[REQUIREMENT 1]:
Repeat word for word the part of the blog post about malaria that opens with the words containing "Drippy times" and closes with "I am digressing.".
[REQUIREMENT 2]:
According to the blog post about malaria, by how much have malaria occurrences increased since last year?

Wednesday, September 01, 2010

Drippy times

Everyone around me seems to have malaria. One by one they are all getting slowly but surely infected. I finally know what it feels like to be the hero of a zombie movie, where I am the lone survivor, the last human being among a world of those who fell prey to a mutant virus which has now made them zombies. Invariably, being the last survivor in a zombie movie I will be expected to head to the nearest army base, which by default will be American, which is somehow always immune and ready for any disaster. It will never be the Sri Lankan army that will come to the rescue, it will never be the Venezuelan army that can save the world, it will always be the American Army that will be immune and ready to rescue. I think it has something to do with Sri Lanka and Venezuela having a flimsy film industry. But I am digressing.

I was talking about malaria. It suddenly seems to be rampant. The statistics look grim with there being a 70% increase in occurrences since last year. That is a worrying statistic, especially when all your close friends start ending up in the hospital. I can just imagine schools and colleges across Mumbai resembling ghost towns with only 5 students sitting in a class of 60 and thats just because those 5 have already completed their stint in the infirmary.

[GIVEN DATA]:
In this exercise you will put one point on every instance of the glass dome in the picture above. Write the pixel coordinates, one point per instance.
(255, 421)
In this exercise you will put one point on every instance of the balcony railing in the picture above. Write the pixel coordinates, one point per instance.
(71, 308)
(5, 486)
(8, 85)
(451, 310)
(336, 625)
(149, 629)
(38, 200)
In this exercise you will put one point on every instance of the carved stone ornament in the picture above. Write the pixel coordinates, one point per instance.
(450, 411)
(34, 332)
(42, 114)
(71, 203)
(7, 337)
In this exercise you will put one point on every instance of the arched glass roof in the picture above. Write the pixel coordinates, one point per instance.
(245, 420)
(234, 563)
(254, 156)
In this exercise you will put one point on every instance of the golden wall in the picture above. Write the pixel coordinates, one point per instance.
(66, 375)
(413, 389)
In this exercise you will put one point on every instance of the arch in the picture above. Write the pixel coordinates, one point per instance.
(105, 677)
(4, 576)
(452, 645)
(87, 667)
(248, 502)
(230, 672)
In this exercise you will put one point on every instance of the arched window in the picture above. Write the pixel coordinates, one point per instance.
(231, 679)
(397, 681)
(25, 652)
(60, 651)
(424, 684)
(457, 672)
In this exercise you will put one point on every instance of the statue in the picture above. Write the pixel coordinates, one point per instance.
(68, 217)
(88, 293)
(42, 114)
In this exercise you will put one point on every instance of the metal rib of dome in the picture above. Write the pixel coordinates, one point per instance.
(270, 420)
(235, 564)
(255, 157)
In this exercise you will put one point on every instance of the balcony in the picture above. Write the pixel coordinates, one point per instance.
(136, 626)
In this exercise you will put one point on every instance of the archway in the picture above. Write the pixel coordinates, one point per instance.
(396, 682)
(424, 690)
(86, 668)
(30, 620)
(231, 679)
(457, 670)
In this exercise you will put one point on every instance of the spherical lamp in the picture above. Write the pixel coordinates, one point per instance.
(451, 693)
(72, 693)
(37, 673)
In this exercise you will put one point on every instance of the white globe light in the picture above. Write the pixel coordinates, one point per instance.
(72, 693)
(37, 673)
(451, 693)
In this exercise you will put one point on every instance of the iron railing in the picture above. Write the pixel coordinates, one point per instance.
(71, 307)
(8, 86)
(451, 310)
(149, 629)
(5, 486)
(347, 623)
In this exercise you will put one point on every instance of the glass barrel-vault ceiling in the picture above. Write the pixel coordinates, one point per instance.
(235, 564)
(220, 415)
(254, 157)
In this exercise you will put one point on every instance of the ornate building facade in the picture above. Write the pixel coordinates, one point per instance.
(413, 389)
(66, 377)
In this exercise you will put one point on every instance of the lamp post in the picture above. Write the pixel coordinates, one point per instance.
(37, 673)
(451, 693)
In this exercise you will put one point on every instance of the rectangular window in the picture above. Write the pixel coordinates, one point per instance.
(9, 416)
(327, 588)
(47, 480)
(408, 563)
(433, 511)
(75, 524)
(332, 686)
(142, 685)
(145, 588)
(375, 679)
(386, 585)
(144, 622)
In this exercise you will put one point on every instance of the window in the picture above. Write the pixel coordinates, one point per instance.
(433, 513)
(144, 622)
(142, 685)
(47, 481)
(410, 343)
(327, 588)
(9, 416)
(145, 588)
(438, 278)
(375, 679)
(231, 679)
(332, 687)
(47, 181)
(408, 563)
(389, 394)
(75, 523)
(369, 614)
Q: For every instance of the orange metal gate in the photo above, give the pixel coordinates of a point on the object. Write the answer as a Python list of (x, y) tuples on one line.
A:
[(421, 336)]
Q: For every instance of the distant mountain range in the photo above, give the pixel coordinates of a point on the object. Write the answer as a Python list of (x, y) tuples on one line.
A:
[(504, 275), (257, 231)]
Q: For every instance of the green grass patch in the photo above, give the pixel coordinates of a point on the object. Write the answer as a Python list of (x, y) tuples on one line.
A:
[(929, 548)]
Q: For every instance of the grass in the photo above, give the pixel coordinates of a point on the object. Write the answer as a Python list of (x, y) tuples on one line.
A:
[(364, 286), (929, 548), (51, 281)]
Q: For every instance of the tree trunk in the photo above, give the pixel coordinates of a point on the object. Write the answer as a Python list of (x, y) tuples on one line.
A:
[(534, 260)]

[ANSWER AREA 1]:
Drippy times

Everyone around me seems to have malaria. One by one they are all getting slowly but surely infected. I finally know what it feels like to be the hero of a zombie movie, where I am the lone survivor, the last human being among a world of those who fell prey to a mutant virus which has now made them zombies. Invariably, being the last survivor in a zombie movie I will be expected to head to the nearest army base, which by default will be American, which is somehow always immune and ready for any disaster. It will never be the Sri Lankan army that will come to the rescue, it will never be the Venezuelan army that can save the world, it will always be the American Army that will be immune and ready to rescue. I think it has something to do with Sri Lanka and Venezuela having a flimsy film industry. But I am digressing.

[ANSWER AREA 2]:
By 70%.